What you should do —
Answer these from the account of the Lang Nu flash flood:
1. Who phoned at 11 PM on September 10, 2024?
2. How many households and people once lived in the place that became a flat expanse of rocky land?
3. Who led the convoy that set out from Lao Cai City toward Bao Yen?

Quoted passage —
########################################

At 11 PM on September 10, 2024, I received a call from Lieutenant Colonel Tran Thu Hoa, Head of the Current Affairs - Politics Department. The message was brief: "A flash flood has just wiped out Lang Nu village in Lao Cai. You and Hoang Phong go there." At 5 AM the next morning, I got into the car with reporter Hoang Phong and began a journey of hundreds of kilometers to the northern mountainous region. It was the first time in my journalistic career that I had been to a disaster zone. For over 10 years as an editor specializing in international news, my work mainly involved analyzing world events remotely, and I had never had the experience of directly approaching the scene of a flash flood.



From Lao Cai City, we joined a convoy led by Colonel Hoang Manh Hung, Deputy Director of the Provincial Police, heading towards Bao Yen. The road was heavily damaged by landslides in many sections, forcing the vehicles to stop several times to wait for the road to be cleared. Upon reaching Phuc Khanh, the vehicles could not proceed further. We got out and walked, spending nearly 30 minutes navigating sections of mud up to our ankles. The place where 37 households with 158 people once lived is now a vast, flat expanse of rocky land. Mount Voi, the mountain that the people of Lang Nu village had called their refuge for generations, had collapsed on the morning of September 10th.

I had previously written about humanitarian disasters in distant places. But standing in Lang Nu, I understood the vast difference between writing about suffering and actually experiencing it firsthand. There were no news reports. No analysis. Only mud and the stunned faces of survivors standing silently before what used to be their homes. Lieutenant Colonel Bui Anh Tuan, then Deputy Chief of Police of Bao Yen District, who was present from the very first hours after the disaster, recounted: "Phuc Khanh was completely cut off, everything was flooded. Then the news came: there was a major landslide in Lang Nu. I had a bad feeling." Dozens of police officers spent the night in the mud searching for missing people. Those were the first things that taught me more about my country, from a reality I had never witnessed firsthand before.

########################################

Dataset —
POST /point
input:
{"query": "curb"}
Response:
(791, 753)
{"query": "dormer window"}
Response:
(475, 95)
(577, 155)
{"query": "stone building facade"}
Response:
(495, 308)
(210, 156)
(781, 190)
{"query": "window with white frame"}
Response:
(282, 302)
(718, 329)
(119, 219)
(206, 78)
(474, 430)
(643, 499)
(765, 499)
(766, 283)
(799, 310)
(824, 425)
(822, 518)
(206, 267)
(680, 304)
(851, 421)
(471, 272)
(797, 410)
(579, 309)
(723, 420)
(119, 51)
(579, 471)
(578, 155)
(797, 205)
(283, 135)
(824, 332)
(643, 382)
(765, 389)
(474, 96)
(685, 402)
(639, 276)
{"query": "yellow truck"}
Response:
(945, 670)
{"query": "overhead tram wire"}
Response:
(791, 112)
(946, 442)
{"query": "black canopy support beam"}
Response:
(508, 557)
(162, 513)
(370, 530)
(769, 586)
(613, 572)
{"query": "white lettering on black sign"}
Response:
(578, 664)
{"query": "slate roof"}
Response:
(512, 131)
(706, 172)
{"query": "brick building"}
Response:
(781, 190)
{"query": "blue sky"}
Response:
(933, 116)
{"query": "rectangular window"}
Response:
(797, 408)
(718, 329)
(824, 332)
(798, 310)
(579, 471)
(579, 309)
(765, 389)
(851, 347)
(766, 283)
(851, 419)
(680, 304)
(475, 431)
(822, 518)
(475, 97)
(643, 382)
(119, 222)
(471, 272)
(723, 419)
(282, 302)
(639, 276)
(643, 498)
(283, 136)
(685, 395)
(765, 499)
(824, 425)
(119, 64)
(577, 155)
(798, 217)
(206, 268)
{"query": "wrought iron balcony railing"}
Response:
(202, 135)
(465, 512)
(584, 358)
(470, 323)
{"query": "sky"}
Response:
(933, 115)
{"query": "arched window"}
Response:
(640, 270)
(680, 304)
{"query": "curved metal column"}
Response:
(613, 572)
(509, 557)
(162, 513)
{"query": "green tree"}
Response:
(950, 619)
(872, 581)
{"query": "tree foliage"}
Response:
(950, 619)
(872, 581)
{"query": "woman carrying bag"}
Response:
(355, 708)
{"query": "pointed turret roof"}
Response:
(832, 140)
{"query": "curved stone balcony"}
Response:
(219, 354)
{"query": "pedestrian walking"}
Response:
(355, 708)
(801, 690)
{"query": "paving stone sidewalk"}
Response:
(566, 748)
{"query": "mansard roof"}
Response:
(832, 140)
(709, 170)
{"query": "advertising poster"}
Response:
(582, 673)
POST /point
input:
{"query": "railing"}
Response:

########################################

In response —
1. Lieutenant Colonel Tran Thu Hoa, Head of the Current Affairs - Politics Department.
2. 37 households with 158 people.
3. Colonel Hoang Manh Hung, Deputy Director of the Provincial Police.